◆ Problem details: Set out as a numbered list the lines of the entries below, from the very first line through the line that contains "209 70 L 204", both ends included. Leave out any blank lines.

***** Record list *****

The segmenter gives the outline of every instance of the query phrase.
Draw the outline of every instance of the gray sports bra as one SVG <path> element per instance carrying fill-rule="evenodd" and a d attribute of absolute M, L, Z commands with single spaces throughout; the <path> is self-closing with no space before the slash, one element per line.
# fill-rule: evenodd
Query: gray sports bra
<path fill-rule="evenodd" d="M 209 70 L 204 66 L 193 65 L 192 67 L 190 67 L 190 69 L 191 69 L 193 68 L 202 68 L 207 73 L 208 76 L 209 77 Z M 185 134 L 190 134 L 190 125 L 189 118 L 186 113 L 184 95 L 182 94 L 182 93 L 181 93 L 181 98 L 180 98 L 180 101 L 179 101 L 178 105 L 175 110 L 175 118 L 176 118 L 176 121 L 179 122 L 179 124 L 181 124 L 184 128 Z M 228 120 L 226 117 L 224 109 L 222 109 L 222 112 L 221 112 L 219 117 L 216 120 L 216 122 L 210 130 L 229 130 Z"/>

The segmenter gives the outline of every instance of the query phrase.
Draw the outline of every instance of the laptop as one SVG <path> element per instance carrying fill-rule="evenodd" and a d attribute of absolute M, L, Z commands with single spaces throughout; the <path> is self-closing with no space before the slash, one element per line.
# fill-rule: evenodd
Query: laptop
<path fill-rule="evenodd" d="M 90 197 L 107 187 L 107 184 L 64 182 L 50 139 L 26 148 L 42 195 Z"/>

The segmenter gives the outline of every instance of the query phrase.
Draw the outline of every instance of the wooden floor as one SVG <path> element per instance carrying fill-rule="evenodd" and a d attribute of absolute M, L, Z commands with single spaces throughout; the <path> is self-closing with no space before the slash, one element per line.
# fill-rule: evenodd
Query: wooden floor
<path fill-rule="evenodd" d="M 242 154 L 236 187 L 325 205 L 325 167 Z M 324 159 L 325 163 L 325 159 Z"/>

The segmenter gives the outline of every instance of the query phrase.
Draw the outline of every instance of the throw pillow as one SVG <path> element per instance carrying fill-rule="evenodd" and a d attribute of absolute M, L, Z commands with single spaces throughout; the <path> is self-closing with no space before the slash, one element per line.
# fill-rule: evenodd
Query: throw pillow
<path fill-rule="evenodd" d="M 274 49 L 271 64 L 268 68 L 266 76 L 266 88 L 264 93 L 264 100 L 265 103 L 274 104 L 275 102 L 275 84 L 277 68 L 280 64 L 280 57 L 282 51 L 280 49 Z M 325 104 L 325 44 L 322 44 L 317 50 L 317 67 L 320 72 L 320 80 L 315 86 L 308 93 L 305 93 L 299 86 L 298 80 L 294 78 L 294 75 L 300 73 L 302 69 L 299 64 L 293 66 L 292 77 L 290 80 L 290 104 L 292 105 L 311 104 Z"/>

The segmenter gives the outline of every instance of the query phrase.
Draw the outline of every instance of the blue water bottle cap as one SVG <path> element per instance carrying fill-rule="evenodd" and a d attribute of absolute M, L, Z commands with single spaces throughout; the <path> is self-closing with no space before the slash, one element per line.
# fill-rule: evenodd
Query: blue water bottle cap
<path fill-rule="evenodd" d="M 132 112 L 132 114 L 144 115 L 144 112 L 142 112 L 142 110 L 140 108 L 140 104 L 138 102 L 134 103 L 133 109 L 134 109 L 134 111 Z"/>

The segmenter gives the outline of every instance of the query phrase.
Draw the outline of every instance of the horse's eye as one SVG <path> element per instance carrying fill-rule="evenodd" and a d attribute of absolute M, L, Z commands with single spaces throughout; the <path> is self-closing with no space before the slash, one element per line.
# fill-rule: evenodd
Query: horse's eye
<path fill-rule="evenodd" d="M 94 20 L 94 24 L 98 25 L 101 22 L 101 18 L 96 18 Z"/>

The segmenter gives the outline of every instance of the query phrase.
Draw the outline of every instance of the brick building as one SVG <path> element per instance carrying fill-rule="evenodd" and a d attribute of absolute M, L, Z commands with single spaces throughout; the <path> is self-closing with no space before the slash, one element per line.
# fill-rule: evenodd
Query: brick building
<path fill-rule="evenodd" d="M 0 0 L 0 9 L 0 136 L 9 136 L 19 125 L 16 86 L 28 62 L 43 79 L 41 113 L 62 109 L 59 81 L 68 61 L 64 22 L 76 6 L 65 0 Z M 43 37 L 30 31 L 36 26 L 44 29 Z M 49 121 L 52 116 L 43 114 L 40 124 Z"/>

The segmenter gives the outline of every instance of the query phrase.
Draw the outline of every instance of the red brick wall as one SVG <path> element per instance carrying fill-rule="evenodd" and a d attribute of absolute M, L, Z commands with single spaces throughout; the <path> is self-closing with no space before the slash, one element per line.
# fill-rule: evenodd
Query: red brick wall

*****

◆ Reply:
1. The segmenter gives the outline of every instance of the query phrase.
2. Draw the outline of every instance of the gray sports bra as one SVG <path> element per instance carrying fill-rule="evenodd" and a d attribute of absolute M, L, Z commands with single spaces throughout; the <path> is self-closing with no space before the slash, one element per line.
3. # fill-rule: evenodd
4. Query: gray sports bra
5. <path fill-rule="evenodd" d="M 209 70 L 204 66 L 193 65 L 192 67 L 190 67 L 190 69 L 191 69 L 193 68 L 202 68 L 207 73 L 208 76 L 209 77 Z M 185 134 L 190 134 L 190 125 L 189 118 L 186 113 L 184 95 L 182 94 L 182 93 L 181 93 L 181 98 L 180 98 L 180 101 L 179 101 L 178 105 L 175 110 L 175 118 L 176 118 L 176 121 L 179 122 L 179 124 L 181 124 L 184 128 Z M 228 120 L 226 117 L 224 109 L 222 109 L 222 112 L 221 112 L 219 117 L 216 120 L 216 122 L 210 130 L 229 130 Z"/>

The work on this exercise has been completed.